• _WHAT THE TASK ASKS_
Rewrite the lines below, beginning at the line that contains "the brown leather" and stopping after the line that contains "[(325, 327)]", with 98 added to every coordinate in the answers. Give only those lines.

(Object position labeling entries)
◆ ◆ ◆ ◆
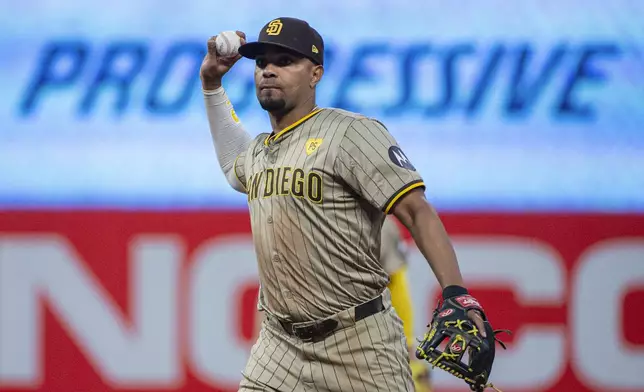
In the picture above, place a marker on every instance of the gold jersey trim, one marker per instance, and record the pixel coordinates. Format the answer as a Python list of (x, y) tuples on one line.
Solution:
[(402, 192)]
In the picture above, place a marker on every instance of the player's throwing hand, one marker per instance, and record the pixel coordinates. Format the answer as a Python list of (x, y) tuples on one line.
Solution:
[(214, 67)]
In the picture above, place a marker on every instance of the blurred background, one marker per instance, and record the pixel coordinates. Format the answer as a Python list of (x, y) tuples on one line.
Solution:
[(126, 261)]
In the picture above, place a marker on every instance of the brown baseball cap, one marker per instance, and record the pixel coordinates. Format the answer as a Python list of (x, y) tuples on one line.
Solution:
[(290, 33)]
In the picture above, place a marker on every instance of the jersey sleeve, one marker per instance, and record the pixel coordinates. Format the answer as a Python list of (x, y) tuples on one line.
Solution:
[(372, 163)]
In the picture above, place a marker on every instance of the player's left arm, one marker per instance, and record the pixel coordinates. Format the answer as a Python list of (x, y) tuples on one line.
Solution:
[(401, 301), (429, 234), (371, 162)]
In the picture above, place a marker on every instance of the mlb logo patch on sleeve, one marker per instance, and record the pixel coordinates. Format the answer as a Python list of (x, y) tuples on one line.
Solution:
[(399, 158)]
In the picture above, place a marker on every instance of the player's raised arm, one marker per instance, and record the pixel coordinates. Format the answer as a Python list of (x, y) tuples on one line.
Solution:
[(229, 136), (373, 164)]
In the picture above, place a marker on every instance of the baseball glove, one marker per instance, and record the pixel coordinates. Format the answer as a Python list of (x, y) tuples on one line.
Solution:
[(450, 322)]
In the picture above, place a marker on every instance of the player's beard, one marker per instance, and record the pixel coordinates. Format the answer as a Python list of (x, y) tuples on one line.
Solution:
[(272, 104)]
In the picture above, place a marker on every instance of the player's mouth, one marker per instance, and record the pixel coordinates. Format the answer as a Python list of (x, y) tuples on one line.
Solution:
[(268, 87)]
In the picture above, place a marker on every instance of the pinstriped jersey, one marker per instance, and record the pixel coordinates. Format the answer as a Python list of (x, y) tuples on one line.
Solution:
[(318, 192)]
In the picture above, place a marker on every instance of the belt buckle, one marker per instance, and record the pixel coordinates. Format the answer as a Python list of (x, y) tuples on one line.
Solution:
[(305, 333), (318, 330)]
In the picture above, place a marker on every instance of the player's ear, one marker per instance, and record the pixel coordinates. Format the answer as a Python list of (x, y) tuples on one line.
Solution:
[(316, 75)]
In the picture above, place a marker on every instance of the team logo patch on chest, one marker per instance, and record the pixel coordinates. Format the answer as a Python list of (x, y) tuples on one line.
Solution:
[(312, 145)]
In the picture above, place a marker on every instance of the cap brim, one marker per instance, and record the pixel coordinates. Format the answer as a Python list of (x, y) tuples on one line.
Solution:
[(251, 50)]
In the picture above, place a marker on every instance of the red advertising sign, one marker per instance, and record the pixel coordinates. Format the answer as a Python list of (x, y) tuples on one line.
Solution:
[(164, 301)]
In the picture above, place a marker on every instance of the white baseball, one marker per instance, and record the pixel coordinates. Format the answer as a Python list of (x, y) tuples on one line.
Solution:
[(227, 43)]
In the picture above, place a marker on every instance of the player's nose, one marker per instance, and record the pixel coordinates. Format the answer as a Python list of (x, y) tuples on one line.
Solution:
[(269, 71)]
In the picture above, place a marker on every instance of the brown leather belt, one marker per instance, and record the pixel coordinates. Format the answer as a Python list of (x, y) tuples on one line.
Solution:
[(325, 327)]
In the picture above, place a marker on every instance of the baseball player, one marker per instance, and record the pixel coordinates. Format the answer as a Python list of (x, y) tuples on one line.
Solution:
[(393, 258), (319, 186)]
◆ ◆ ◆ ◆
• _OUTPUT FOR THIS TASK_
In the picture above, place a marker on every instance of the brown leather belt, one marker per instance, and record the pixel coordinates. Format the answer as a Python list of (x, y) tuples on one line.
Solution:
[(423, 425)]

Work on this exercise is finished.